**DATASET**
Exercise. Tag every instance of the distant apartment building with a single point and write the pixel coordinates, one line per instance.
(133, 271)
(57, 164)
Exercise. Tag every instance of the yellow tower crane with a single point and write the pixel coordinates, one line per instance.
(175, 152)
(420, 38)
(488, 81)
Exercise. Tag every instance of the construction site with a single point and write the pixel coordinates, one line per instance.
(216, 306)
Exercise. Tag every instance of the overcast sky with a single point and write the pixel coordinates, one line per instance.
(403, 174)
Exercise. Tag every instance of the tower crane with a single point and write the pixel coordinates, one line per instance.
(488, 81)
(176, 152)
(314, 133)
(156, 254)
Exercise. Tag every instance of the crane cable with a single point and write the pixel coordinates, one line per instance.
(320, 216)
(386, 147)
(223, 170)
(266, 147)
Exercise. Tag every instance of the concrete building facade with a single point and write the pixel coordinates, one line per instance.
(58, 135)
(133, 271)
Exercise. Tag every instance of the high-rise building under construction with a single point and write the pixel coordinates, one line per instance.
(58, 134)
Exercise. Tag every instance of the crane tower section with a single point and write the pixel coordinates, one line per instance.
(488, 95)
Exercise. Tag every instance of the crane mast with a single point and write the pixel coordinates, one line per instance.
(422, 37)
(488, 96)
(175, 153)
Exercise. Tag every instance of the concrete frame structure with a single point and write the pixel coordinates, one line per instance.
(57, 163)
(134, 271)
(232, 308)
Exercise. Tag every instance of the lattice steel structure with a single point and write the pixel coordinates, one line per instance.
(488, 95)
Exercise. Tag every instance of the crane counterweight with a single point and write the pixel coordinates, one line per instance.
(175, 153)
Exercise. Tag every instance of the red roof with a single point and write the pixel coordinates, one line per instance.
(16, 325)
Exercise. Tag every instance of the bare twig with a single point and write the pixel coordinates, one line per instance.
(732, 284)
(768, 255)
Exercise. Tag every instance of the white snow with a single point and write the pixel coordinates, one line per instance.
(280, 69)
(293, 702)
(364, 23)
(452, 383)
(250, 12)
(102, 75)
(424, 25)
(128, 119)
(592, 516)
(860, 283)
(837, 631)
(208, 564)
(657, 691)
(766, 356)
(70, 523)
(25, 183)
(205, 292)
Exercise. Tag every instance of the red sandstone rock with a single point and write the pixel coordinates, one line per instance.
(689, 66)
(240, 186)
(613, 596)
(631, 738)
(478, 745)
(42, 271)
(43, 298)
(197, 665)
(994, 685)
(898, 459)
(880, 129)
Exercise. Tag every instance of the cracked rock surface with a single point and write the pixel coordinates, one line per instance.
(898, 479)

**WHAT IS REQUIRED**
Can you reproduce the data from the line that contains "Exercise. Tag every instance of the cracked" through the end of the data, adding 5 to every number in the point coordinates?

**OUTPUT OF THE TASK**
Exercise. Tag every instance of the cracked rock surface with a single point and write the pixel coordinates, one line per instance.
(903, 484)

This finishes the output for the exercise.